Among the entries below, find the lines that hold the word "improvement" and report them.

*-*-*

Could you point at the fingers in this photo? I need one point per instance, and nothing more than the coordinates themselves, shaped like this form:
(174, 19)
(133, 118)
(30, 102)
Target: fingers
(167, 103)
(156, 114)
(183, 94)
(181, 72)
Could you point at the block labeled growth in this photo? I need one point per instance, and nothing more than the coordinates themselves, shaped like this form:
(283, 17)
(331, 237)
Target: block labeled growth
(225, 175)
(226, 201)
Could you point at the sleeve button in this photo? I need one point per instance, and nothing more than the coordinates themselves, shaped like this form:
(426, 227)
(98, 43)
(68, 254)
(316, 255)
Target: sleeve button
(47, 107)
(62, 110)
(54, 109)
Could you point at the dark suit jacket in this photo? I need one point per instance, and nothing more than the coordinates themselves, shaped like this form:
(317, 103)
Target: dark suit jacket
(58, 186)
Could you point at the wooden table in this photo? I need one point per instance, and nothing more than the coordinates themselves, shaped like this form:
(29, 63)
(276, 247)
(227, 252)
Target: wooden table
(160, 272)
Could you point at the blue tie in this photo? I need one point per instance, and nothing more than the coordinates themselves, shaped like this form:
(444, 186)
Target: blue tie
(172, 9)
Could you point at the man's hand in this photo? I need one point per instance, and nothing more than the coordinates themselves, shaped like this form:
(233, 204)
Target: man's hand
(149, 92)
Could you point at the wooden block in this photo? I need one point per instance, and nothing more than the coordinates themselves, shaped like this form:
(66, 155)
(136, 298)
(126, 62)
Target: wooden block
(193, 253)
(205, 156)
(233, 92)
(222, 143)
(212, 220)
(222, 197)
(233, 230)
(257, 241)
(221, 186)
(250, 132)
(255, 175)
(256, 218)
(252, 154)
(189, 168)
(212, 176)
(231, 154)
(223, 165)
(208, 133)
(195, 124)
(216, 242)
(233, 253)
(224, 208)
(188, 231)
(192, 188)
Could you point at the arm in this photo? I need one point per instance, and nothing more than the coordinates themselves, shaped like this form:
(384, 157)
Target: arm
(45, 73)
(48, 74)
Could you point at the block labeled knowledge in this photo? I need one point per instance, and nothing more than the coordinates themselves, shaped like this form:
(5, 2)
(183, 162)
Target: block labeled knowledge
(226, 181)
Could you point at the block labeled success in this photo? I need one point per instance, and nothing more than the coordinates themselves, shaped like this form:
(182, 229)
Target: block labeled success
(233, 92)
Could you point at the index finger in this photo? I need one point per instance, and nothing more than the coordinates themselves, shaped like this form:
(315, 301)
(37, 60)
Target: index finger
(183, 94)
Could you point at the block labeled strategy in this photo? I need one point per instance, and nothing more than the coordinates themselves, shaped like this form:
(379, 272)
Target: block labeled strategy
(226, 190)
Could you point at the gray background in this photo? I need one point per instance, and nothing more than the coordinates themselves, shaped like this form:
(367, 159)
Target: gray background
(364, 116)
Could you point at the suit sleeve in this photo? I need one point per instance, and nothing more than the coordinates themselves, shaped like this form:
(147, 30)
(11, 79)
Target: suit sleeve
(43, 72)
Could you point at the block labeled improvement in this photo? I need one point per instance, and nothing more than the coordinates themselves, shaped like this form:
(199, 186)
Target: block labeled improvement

*-*-*

* Response to this task *
Could you point at the block labeled improvement in this photo? I need one point per instance, and nothing more than the coordinates themselves, shaped like this form:
Target: block labeled improvement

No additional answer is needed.